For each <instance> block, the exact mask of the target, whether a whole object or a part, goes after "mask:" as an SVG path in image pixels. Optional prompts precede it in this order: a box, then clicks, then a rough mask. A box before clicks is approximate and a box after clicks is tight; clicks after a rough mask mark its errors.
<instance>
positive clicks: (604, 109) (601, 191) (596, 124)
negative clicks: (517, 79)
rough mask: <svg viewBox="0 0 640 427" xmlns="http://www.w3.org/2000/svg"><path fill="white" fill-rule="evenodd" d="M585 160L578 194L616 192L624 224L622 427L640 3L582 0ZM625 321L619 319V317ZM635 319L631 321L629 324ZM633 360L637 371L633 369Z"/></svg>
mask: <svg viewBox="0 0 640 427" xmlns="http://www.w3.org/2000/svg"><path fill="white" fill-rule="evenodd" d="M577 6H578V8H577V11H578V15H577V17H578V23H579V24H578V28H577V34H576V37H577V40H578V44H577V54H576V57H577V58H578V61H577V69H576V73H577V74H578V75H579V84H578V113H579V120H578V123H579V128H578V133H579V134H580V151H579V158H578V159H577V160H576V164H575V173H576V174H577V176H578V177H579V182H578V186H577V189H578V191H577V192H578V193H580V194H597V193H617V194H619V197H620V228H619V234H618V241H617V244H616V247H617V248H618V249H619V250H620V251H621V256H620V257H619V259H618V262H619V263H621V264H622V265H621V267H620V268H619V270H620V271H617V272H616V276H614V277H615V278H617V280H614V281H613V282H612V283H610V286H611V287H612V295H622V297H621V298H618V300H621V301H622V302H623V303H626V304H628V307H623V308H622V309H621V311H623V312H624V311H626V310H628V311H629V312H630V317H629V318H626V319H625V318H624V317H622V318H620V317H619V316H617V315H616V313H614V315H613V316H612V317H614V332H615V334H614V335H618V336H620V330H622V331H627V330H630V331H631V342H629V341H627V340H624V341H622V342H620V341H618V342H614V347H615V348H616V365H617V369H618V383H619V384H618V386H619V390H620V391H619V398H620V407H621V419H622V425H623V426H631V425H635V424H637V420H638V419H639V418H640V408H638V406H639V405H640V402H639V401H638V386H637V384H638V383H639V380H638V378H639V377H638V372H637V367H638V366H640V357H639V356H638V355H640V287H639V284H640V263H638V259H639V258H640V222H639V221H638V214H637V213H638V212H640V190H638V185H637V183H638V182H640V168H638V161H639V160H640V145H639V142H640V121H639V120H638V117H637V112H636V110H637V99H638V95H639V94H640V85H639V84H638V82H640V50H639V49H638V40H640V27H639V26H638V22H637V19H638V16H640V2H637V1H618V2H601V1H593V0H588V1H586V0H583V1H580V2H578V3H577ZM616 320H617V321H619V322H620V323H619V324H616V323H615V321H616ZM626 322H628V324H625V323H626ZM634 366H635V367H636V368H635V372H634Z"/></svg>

=== Directive ===
Gather every line above that contains the word "rough" and copy each one out in full.

=== Response for this exercise ===
For each <instance> block, the exact mask of the target, whether a whole object or a part, goes after "mask:" as an SVG path in image pixels. Optional prompts precede it in this order: a box, then clicks, then a rough mask. A box before clicks is approximate and a box after clicks is tight; clicks after a rough mask mark its errors.
rough mask: <svg viewBox="0 0 640 427" xmlns="http://www.w3.org/2000/svg"><path fill="white" fill-rule="evenodd" d="M585 160L578 194L616 192L624 224L622 427L640 3L582 0ZM625 321L619 319V317ZM635 319L631 321L629 324ZM633 360L637 371L633 369Z"/></svg>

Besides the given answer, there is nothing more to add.